═══ INFORMATION PROVIDED ═══

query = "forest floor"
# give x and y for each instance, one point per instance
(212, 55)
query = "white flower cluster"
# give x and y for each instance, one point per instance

═══

Set down every record above exactly as given.

> **ANSWER AREA**:
query = "forest floor"
# give x and y for each instance, one point per instance
(212, 55)
query = "white flower cluster"
# give x and y for each instance, one point per instance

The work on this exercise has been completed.